Exercise data:
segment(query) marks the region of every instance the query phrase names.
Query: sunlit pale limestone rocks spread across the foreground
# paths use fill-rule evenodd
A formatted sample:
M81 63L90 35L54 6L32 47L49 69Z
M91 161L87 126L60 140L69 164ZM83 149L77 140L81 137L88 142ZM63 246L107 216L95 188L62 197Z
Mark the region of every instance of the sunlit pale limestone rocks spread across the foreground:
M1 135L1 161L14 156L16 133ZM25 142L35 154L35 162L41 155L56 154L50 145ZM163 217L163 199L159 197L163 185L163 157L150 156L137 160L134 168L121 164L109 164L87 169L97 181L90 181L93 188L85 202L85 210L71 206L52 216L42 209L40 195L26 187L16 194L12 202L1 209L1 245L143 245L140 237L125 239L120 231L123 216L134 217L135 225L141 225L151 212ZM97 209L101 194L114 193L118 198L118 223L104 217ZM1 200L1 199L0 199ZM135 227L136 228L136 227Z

Work instruction: The records above must be transcribed line for line, exactly.

Response area:
segment(query) marks the region of every instance the query phrase names.
Query: sunlit pale limestone rocks spread across the foreground
# paths use fill-rule evenodd
A formatted sample:
M81 63L90 35L54 6L32 47L49 69Z
M91 161L87 126L60 140L69 164ZM83 149L77 140L81 137L88 142ZM63 246L107 216L95 188L62 197Z
Mark the region of every instance of the sunlit pale limestone rocks spread across the foreground:
M1 135L1 161L14 156L16 133ZM25 142L35 154L35 162L41 155L56 154L50 145ZM163 217L163 199L159 197L163 185L163 157L150 156L137 160L134 168L121 164L109 164L87 169L97 181L90 181L93 188L85 202L85 210L71 206L52 216L42 209L40 195L26 187L16 194L12 202L1 209L1 245L143 245L140 237L125 239L120 231L123 216L134 217L135 225L141 225L151 212ZM97 209L101 194L114 193L118 198L118 223L104 217ZM1 200L1 199L0 199ZM135 227L136 228L136 227Z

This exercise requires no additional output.